**What is required**
Reproduce everything in the data below, from the line containing "the white building" down through the end of the data, with each x and y coordinate in the pin answers scaled by 1.45 and rounded to a whole number, halves rounded up. Leave the requests and their format samples unchanged, and omit the pictures from your answer.

**Records from a data source**
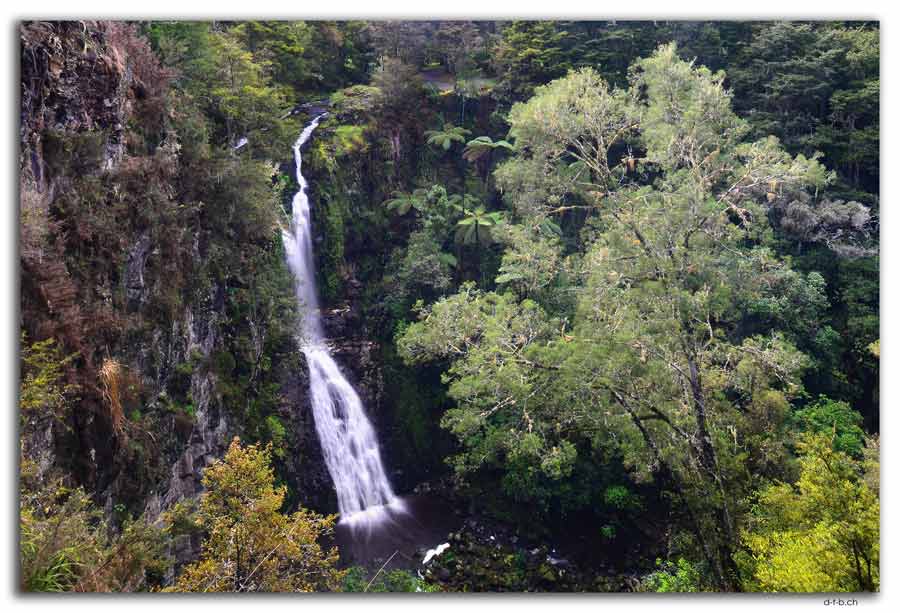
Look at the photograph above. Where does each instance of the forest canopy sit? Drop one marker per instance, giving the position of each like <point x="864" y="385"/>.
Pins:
<point x="608" y="291"/>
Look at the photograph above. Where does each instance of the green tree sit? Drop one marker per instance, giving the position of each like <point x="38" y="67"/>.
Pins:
<point x="655" y="352"/>
<point x="820" y="534"/>
<point x="250" y="545"/>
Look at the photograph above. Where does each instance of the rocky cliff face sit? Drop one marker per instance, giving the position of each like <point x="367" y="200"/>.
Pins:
<point x="113" y="288"/>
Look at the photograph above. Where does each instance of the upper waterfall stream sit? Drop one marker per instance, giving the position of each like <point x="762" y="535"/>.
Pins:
<point x="348" y="439"/>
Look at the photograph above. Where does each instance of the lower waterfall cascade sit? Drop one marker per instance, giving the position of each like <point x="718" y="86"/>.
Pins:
<point x="348" y="440"/>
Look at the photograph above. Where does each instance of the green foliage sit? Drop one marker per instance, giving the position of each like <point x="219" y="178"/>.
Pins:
<point x="529" y="53"/>
<point x="66" y="545"/>
<point x="250" y="544"/>
<point x="447" y="136"/>
<point x="836" y="420"/>
<point x="820" y="534"/>
<point x="680" y="576"/>
<point x="357" y="579"/>
<point x="42" y="390"/>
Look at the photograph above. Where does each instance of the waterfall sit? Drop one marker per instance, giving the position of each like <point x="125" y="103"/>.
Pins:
<point x="348" y="440"/>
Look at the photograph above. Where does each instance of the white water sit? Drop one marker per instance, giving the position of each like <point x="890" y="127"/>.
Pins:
<point x="348" y="439"/>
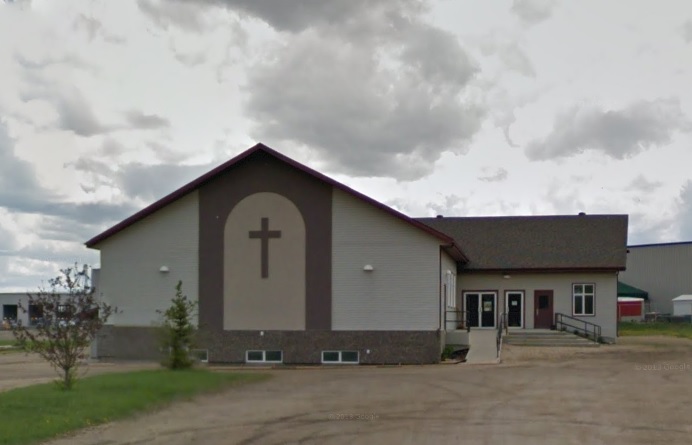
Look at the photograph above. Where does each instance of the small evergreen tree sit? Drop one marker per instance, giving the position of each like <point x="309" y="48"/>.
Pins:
<point x="178" y="331"/>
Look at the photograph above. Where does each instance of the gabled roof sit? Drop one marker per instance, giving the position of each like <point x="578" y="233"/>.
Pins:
<point x="555" y="243"/>
<point x="677" y="243"/>
<point x="446" y="240"/>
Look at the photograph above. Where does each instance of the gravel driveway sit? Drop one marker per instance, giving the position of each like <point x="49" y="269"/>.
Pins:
<point x="636" y="392"/>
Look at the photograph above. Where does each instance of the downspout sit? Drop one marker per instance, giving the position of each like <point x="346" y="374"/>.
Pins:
<point x="439" y="289"/>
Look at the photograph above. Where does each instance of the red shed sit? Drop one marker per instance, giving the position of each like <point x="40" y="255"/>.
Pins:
<point x="630" y="309"/>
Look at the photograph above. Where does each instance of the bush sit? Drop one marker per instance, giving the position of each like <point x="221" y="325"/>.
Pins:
<point x="70" y="318"/>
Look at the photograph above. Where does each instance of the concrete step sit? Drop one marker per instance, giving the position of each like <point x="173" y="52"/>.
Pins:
<point x="546" y="338"/>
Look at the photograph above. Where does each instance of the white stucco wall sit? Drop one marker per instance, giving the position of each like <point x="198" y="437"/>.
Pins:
<point x="131" y="259"/>
<point x="560" y="284"/>
<point x="403" y="290"/>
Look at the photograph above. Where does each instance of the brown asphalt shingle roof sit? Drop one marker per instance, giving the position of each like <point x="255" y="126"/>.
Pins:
<point x="597" y="242"/>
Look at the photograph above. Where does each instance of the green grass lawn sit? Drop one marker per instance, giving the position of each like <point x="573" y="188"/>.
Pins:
<point x="682" y="330"/>
<point x="40" y="412"/>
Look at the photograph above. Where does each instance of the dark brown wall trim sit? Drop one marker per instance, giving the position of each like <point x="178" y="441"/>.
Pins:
<point x="262" y="172"/>
<point x="529" y="271"/>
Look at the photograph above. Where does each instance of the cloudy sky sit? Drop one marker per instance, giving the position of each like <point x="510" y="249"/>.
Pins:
<point x="454" y="107"/>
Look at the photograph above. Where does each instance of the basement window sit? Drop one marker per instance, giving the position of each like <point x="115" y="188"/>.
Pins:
<point x="339" y="357"/>
<point x="264" y="356"/>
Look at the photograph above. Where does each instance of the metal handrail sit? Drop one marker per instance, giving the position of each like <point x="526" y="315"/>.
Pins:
<point x="589" y="330"/>
<point x="458" y="317"/>
<point x="502" y="325"/>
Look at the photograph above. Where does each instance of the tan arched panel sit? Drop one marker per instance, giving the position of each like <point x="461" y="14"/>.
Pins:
<point x="264" y="286"/>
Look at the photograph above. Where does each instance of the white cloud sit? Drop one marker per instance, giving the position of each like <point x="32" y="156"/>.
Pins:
<point x="618" y="133"/>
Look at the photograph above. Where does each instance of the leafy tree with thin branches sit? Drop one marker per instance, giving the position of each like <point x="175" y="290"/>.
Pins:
<point x="66" y="316"/>
<point x="178" y="331"/>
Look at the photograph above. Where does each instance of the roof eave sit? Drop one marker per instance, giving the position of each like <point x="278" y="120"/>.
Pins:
<point x="545" y="269"/>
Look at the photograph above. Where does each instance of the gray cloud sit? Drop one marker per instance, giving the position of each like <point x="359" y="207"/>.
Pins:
<point x="150" y="182"/>
<point x="142" y="121"/>
<point x="533" y="11"/>
<point x="77" y="116"/>
<point x="452" y="205"/>
<point x="20" y="191"/>
<point x="617" y="133"/>
<point x="641" y="184"/>
<point x="297" y="15"/>
<point x="685" y="212"/>
<point x="190" y="59"/>
<point x="499" y="176"/>
<point x="371" y="87"/>
<point x="74" y="112"/>
<point x="138" y="181"/>
<point x="8" y="241"/>
<point x="94" y="28"/>
<point x="372" y="99"/>
<point x="19" y="187"/>
<point x="687" y="31"/>
<point x="183" y="14"/>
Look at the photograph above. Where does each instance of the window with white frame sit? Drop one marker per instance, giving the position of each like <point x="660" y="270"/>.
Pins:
<point x="583" y="298"/>
<point x="264" y="356"/>
<point x="450" y="286"/>
<point x="340" y="357"/>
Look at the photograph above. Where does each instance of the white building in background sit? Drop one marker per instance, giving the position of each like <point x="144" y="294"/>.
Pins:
<point x="663" y="270"/>
<point x="682" y="305"/>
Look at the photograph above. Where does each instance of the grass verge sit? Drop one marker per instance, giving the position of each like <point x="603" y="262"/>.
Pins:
<point x="41" y="412"/>
<point x="682" y="330"/>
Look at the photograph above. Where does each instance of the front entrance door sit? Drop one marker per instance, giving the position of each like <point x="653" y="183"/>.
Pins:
<point x="515" y="309"/>
<point x="543" y="309"/>
<point x="480" y="309"/>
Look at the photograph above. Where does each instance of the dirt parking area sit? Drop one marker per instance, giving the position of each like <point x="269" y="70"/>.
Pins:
<point x="636" y="392"/>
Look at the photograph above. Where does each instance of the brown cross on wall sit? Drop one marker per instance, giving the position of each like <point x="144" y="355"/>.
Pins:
<point x="264" y="235"/>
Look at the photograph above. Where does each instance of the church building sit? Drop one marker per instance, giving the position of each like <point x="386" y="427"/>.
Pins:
<point x="290" y="266"/>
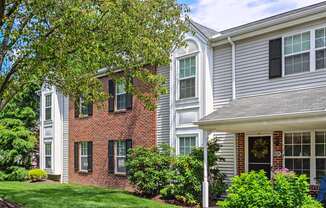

**Result of the task**
Look at the photograph above. Where does each instance of the white building in background sit? Drop one marker per instance, giving the position of each like <point x="144" y="294"/>.
Pins:
<point x="961" y="392"/>
<point x="989" y="442"/>
Look at the photograph above. Where does each instance of the grass verge sit? Drop one marker per instance, giving the position of each like <point x="603" y="262"/>.
Pins:
<point x="59" y="597"/>
<point x="989" y="479"/>
Look at the photograph above. Where does each instance of the front entrance door sit? Drop one marker per instance, giving the position of each like <point x="653" y="183"/>.
Pins:
<point x="747" y="448"/>
<point x="787" y="448"/>
<point x="696" y="448"/>
Look at the photograph above. Where does each instance of the dirt parking area sit? Drop one marker per instance, giving the position of each like <point x="269" y="70"/>.
Pins:
<point x="922" y="568"/>
Look at the photograph above. Where does each instance of the brown cross on wall sit? Drop one marker per instance, giving the position of each like <point x="144" y="355"/>.
Pins:
<point x="383" y="341"/>
Look at the photograph above. Where does each instance of the church building sit? Drop one marker per instance, giving the position of each like <point x="386" y="427"/>.
Pins:
<point x="421" y="386"/>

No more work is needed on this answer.